Directions – Identify each line below containing the string "loop" and copy it.

Records from a data collection –
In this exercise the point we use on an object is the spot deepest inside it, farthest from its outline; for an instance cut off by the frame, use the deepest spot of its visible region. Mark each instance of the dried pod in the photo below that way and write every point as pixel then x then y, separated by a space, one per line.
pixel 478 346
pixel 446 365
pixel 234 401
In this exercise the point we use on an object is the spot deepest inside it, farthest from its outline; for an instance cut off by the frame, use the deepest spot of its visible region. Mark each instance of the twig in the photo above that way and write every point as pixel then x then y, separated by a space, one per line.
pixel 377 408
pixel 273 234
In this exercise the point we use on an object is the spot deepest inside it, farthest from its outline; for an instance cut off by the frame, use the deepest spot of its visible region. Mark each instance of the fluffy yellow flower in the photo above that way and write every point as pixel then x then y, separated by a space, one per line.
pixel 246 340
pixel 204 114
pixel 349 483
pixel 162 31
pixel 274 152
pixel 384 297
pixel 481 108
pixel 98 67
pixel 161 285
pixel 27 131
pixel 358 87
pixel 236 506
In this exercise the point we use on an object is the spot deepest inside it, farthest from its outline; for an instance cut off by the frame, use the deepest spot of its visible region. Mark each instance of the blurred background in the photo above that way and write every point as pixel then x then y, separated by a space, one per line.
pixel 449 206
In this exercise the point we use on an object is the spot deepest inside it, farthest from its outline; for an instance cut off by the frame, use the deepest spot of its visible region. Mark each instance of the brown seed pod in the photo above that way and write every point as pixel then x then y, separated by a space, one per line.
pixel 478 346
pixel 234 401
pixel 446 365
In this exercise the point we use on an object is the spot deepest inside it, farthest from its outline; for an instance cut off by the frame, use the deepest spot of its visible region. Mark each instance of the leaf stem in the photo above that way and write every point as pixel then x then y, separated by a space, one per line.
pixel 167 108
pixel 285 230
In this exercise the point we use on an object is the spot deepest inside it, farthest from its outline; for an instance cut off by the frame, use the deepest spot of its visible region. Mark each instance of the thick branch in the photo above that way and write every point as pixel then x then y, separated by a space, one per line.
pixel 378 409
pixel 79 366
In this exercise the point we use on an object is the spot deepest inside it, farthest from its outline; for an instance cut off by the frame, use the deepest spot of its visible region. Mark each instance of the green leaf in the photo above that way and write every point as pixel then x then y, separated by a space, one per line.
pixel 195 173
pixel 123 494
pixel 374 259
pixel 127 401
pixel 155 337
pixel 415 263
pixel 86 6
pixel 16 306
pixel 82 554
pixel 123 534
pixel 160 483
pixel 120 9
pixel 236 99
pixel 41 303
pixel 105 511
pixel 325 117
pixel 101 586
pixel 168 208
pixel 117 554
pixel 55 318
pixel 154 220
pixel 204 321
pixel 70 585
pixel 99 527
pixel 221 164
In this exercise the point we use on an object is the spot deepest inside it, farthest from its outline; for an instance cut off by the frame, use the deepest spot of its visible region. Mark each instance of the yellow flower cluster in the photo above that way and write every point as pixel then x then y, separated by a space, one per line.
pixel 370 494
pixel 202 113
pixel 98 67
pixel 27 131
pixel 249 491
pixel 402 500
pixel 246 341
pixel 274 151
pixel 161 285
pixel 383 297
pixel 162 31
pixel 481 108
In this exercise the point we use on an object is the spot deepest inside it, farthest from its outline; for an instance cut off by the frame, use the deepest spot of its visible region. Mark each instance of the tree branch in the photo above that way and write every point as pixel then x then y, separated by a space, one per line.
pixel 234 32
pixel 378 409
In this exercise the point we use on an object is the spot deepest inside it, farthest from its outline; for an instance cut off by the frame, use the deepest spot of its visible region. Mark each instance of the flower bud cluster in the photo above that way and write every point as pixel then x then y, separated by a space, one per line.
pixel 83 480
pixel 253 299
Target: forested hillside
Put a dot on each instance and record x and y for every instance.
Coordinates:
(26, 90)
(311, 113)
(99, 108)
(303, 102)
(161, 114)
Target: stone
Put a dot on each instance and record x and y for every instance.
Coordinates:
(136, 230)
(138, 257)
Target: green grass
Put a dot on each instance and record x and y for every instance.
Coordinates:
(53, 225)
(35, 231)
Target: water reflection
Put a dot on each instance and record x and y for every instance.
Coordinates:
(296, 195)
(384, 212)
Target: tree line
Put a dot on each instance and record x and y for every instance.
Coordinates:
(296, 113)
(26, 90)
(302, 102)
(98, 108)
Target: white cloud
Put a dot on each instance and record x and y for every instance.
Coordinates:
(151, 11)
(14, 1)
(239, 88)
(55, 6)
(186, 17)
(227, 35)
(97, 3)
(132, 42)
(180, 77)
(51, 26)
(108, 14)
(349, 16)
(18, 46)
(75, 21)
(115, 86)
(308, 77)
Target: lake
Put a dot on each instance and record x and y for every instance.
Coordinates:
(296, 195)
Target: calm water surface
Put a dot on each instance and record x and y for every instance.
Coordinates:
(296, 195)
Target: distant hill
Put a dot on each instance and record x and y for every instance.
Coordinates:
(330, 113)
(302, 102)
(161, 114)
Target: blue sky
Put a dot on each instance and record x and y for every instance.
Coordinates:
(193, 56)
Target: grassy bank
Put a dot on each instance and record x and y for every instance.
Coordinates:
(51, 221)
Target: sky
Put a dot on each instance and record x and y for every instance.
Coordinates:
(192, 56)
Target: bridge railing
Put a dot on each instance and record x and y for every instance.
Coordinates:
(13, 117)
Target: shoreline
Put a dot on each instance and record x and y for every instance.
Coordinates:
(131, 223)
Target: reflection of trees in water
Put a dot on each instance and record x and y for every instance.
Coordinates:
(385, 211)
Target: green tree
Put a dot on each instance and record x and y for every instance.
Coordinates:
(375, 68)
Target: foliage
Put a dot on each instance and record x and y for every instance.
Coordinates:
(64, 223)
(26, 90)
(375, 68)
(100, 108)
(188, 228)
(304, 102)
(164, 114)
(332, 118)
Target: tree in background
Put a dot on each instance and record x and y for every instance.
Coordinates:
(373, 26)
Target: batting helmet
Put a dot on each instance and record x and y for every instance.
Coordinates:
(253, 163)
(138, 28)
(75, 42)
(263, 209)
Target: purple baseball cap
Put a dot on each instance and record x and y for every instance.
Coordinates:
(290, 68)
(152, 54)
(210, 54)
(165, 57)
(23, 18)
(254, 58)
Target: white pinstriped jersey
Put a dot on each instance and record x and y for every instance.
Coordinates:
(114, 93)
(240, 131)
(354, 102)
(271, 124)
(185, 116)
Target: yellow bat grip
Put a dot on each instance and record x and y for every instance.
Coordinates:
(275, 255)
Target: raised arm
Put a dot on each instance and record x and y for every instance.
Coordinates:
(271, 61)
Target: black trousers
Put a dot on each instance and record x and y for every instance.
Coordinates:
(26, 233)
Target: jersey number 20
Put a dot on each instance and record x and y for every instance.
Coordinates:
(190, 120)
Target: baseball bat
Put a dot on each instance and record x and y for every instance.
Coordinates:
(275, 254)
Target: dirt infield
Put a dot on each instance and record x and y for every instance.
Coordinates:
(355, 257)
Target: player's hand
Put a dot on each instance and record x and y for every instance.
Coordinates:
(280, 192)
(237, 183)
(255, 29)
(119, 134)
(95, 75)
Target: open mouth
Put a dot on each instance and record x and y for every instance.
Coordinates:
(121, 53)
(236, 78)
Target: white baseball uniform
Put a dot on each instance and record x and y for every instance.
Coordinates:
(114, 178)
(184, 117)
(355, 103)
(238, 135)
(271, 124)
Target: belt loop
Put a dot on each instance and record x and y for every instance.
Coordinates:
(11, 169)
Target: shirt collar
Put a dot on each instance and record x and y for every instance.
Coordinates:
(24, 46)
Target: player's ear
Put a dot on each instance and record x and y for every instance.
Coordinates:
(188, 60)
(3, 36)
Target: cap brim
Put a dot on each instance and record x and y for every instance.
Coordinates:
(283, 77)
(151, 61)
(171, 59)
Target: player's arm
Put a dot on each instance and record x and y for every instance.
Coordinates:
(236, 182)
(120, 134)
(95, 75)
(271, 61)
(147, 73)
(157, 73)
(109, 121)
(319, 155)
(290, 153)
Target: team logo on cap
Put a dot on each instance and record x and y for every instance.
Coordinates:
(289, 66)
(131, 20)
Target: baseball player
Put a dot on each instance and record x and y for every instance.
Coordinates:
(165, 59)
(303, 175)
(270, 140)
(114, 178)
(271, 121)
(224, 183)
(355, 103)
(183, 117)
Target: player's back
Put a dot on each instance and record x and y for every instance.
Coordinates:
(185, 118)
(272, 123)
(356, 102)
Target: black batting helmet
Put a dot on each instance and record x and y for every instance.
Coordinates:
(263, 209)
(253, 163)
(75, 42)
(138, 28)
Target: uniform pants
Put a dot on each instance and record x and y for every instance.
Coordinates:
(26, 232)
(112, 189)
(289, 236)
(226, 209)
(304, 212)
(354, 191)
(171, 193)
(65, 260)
--
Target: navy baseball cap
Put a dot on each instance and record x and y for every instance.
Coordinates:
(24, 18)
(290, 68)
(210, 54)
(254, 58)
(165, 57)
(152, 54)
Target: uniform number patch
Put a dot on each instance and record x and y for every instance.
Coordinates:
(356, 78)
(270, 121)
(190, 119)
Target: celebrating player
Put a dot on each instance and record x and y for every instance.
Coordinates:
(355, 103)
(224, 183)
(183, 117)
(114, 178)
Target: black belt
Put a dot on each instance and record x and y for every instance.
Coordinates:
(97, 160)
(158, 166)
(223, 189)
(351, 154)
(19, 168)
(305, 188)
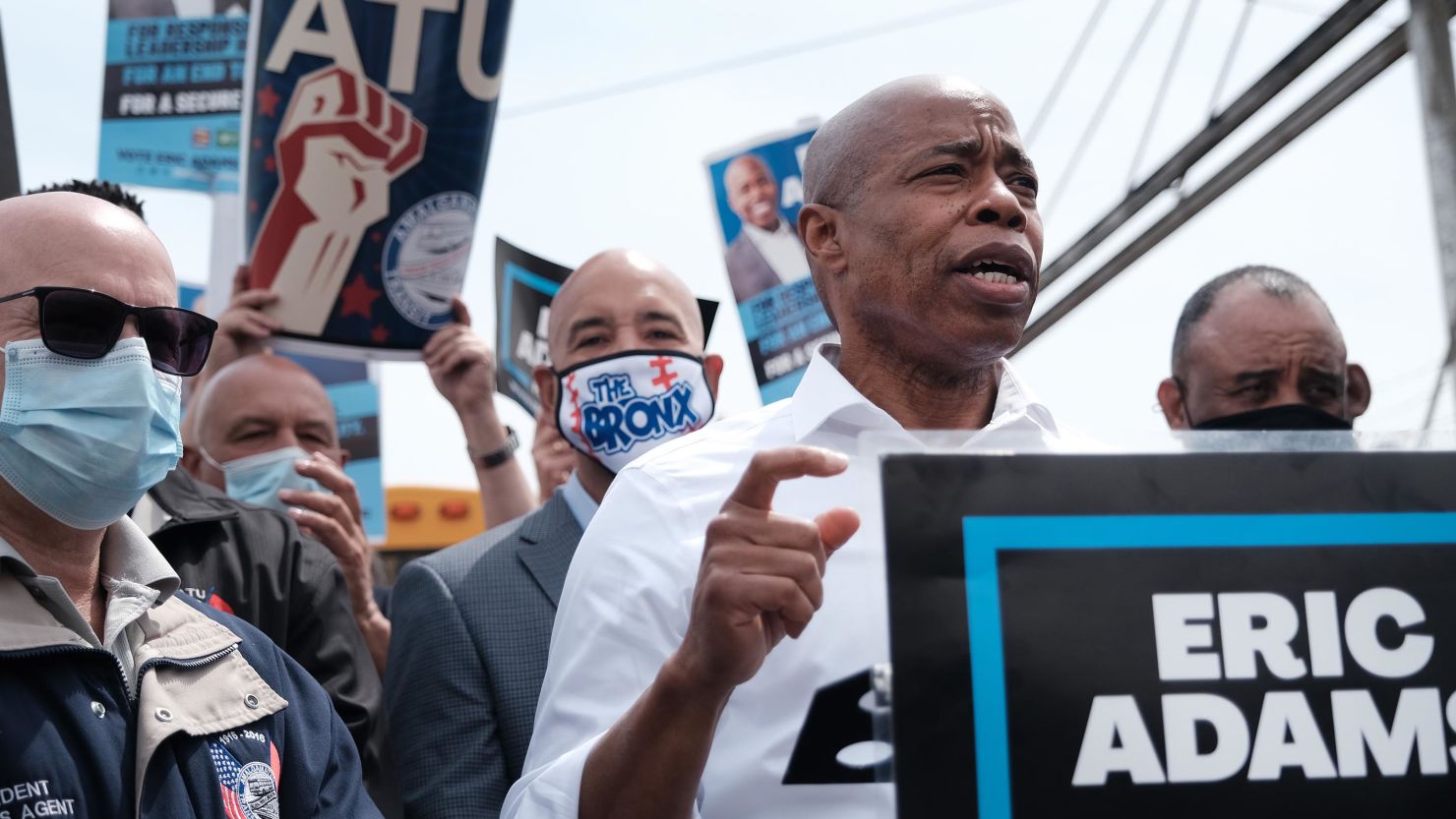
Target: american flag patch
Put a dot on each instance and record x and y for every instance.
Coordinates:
--
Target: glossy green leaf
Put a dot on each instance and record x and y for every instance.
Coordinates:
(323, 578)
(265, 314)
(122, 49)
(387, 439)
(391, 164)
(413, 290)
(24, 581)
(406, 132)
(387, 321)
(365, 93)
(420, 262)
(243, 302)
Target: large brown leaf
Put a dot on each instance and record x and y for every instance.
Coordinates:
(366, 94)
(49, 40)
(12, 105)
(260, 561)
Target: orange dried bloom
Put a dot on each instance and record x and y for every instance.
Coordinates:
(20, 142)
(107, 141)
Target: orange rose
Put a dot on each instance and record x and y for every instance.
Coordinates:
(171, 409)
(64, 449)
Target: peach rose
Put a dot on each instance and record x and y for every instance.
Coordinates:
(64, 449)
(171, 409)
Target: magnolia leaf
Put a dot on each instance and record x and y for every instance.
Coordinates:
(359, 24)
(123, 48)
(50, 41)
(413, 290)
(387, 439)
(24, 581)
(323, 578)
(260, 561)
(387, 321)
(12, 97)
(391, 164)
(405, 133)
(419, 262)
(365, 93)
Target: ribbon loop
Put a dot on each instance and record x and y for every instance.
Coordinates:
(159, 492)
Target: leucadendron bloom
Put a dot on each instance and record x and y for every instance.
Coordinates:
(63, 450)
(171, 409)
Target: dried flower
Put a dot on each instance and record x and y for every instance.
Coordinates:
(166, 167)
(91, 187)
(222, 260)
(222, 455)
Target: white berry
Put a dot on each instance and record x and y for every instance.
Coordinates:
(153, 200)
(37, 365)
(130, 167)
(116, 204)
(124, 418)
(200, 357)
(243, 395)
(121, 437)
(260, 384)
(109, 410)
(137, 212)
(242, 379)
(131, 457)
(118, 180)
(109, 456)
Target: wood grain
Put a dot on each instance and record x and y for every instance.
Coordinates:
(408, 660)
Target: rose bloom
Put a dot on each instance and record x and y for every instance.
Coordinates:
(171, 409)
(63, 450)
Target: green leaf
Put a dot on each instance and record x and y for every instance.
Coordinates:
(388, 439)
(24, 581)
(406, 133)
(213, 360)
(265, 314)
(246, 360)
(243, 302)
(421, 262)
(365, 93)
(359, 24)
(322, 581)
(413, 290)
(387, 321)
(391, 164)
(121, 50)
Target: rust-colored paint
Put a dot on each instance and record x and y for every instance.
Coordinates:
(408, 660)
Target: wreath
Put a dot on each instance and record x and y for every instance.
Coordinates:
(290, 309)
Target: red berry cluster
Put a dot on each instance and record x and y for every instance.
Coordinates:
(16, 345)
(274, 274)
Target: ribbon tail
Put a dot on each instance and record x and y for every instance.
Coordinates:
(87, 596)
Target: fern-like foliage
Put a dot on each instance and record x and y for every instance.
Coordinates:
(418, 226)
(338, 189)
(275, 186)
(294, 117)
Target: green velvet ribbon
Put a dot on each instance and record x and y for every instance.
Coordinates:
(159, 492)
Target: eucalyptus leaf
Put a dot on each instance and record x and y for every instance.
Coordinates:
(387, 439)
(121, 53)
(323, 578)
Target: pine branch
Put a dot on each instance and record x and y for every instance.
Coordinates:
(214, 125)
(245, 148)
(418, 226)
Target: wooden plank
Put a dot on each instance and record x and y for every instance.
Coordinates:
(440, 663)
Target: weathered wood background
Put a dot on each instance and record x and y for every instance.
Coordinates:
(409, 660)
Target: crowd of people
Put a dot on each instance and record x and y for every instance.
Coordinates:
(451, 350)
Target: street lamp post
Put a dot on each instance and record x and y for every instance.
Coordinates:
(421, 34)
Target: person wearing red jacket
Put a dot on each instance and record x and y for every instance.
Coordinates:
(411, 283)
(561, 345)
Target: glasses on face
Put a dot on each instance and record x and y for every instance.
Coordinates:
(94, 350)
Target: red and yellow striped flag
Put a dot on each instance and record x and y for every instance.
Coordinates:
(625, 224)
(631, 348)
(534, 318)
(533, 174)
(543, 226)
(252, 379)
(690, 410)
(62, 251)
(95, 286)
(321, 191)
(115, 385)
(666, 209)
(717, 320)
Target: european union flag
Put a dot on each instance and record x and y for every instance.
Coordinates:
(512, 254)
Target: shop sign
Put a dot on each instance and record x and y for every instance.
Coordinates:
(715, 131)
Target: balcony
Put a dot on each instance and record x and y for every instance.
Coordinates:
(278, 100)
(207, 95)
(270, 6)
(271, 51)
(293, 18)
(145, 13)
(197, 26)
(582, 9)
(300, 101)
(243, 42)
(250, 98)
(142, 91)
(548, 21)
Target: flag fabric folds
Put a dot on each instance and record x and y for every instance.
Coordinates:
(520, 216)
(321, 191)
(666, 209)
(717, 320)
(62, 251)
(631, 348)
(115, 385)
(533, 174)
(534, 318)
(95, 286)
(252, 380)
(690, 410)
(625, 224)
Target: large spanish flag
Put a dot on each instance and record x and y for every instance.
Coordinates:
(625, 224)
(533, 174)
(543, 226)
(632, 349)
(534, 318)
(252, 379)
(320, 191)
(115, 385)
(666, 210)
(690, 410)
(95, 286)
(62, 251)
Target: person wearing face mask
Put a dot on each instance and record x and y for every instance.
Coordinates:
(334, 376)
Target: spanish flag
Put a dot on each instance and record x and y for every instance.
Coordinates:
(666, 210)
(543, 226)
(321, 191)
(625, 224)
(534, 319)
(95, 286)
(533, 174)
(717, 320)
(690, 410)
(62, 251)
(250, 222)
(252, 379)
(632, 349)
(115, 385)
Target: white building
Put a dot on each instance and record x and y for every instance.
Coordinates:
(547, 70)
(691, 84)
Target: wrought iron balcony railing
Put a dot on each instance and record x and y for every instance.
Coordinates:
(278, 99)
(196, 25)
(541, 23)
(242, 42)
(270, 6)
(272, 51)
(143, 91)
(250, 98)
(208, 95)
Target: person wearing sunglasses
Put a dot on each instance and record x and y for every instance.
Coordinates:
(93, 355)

Task answer –
Target: belt loop
Target: ribbon loop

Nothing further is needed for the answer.